What this task involves =>
Search the records for the string "dark" and return each line that has it.

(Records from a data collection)

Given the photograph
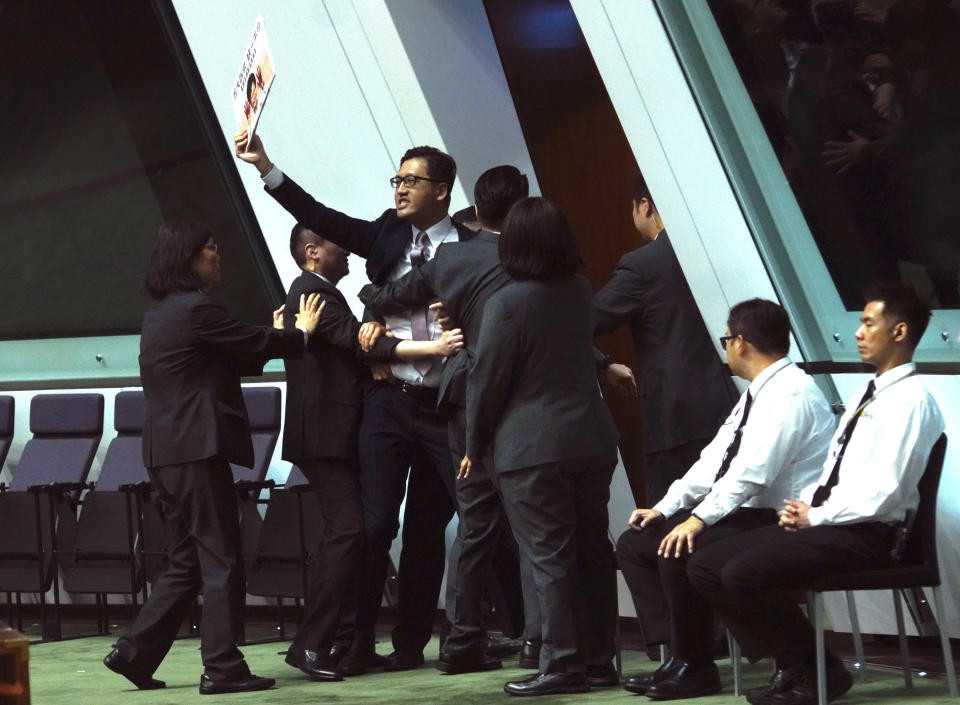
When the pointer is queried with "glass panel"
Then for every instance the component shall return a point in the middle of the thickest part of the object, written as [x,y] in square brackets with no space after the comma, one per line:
[817,278]
[861,103]
[101,144]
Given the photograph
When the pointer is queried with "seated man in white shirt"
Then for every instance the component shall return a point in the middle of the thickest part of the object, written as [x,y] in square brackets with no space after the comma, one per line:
[847,520]
[770,447]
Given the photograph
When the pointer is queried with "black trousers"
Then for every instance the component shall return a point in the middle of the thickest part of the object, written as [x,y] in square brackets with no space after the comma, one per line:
[558,512]
[335,566]
[485,558]
[747,580]
[403,435]
[199,504]
[669,608]
[665,466]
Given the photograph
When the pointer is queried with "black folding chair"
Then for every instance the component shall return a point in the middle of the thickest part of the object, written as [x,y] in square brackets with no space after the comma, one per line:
[38,509]
[917,568]
[106,556]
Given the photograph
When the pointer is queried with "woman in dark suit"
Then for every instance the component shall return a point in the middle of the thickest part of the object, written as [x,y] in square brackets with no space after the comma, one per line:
[532,394]
[192,354]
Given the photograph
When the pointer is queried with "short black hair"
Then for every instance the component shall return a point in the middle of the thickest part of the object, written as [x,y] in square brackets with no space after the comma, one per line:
[640,190]
[536,242]
[301,235]
[496,190]
[467,217]
[901,304]
[440,165]
[171,263]
[764,324]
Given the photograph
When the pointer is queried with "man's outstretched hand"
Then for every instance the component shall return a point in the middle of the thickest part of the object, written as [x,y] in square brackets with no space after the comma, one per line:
[252,152]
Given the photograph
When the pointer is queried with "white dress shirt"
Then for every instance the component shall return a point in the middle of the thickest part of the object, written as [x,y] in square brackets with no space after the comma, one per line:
[886,455]
[401,325]
[781,450]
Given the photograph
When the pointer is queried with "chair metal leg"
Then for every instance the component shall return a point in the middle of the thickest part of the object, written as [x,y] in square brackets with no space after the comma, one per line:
[734,649]
[821,651]
[945,642]
[861,664]
[902,638]
[618,653]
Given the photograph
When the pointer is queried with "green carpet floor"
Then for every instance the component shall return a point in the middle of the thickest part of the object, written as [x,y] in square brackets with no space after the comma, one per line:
[70,673]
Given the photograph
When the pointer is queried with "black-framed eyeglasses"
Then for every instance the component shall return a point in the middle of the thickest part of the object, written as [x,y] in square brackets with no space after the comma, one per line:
[411,181]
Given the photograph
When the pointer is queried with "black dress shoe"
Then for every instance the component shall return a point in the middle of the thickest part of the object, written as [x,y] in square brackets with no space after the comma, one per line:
[501,646]
[640,683]
[337,652]
[116,663]
[313,663]
[467,663]
[804,688]
[782,681]
[356,661]
[248,683]
[530,654]
[403,661]
[604,676]
[687,681]
[549,684]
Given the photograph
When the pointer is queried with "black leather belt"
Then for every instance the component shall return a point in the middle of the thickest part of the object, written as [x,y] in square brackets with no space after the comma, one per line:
[420,393]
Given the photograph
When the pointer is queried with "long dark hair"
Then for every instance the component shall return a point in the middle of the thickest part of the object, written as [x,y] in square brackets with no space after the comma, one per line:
[170,270]
[536,242]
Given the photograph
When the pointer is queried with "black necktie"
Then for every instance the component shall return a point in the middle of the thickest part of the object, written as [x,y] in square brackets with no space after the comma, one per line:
[735,443]
[823,491]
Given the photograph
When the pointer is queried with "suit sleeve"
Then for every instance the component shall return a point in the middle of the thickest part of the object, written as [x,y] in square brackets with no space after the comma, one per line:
[338,326]
[353,234]
[413,290]
[212,326]
[491,376]
[620,300]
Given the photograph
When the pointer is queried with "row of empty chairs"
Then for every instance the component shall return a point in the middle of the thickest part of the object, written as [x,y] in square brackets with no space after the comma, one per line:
[108,537]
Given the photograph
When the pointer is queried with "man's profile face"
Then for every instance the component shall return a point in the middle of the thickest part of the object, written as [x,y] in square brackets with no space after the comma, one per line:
[733,359]
[337,257]
[877,335]
[206,264]
[414,200]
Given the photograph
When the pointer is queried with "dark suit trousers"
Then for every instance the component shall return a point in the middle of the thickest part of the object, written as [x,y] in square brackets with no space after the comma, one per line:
[199,504]
[401,434]
[558,512]
[665,466]
[669,608]
[486,554]
[748,578]
[336,563]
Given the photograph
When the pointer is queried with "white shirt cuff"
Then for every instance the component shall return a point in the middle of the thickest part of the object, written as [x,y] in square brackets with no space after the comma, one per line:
[273,178]
[668,509]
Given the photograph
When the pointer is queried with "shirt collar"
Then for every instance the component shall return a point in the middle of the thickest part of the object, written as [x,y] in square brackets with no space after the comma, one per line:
[894,375]
[761,379]
[436,233]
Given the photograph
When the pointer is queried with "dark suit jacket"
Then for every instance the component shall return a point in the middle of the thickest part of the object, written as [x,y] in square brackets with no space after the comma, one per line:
[382,242]
[532,389]
[324,388]
[686,390]
[192,354]
[463,276]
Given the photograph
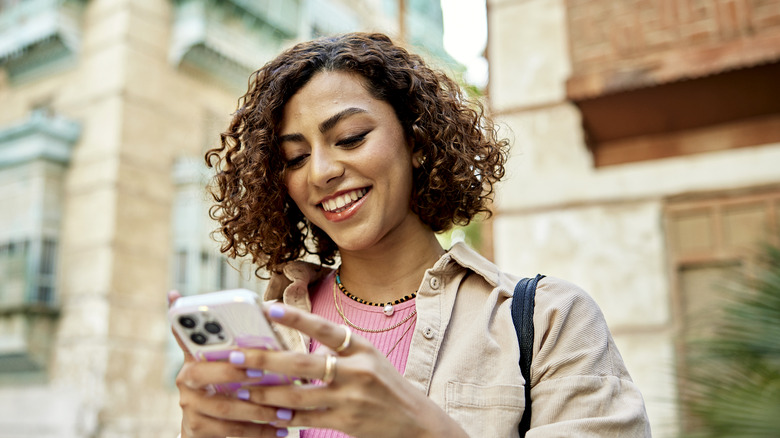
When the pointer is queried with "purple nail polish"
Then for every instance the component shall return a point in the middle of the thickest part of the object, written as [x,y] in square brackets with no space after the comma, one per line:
[237,357]
[253,373]
[284,414]
[276,311]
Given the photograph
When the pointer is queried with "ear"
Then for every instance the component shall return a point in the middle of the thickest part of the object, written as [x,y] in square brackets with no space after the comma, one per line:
[418,159]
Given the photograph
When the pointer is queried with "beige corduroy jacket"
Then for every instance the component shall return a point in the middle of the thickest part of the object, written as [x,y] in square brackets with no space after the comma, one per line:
[464,352]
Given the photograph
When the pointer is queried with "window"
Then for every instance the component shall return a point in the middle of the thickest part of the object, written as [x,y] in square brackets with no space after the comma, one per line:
[710,237]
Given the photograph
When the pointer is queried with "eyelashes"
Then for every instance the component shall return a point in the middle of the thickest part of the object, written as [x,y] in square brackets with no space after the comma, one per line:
[350,142]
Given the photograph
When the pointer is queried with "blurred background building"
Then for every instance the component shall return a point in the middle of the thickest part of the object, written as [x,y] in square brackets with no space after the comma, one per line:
[107,109]
[646,161]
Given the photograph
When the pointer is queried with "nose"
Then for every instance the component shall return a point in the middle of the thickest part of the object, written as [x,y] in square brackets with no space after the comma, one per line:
[325,166]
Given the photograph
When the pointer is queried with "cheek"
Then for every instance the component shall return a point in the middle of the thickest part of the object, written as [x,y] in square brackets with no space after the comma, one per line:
[294,188]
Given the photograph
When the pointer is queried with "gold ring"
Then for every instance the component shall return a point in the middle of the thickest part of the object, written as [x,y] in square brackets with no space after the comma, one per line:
[347,339]
[330,369]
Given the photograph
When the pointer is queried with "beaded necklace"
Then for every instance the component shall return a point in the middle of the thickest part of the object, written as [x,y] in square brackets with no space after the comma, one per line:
[388,308]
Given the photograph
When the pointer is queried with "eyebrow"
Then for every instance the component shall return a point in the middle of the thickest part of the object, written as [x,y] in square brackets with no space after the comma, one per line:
[331,121]
[326,125]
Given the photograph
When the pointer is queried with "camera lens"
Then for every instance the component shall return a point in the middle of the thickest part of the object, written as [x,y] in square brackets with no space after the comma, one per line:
[212,327]
[199,338]
[187,322]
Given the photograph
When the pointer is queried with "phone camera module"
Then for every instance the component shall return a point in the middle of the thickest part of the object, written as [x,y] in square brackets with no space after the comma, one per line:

Completed exercise =>
When the pointer is queried with "woman in dark suit"
When the pointer is queried with "long dark hair"
When the pointer is queried with "dark suit trousers"
When the pointer is queried with "dark suit jacket"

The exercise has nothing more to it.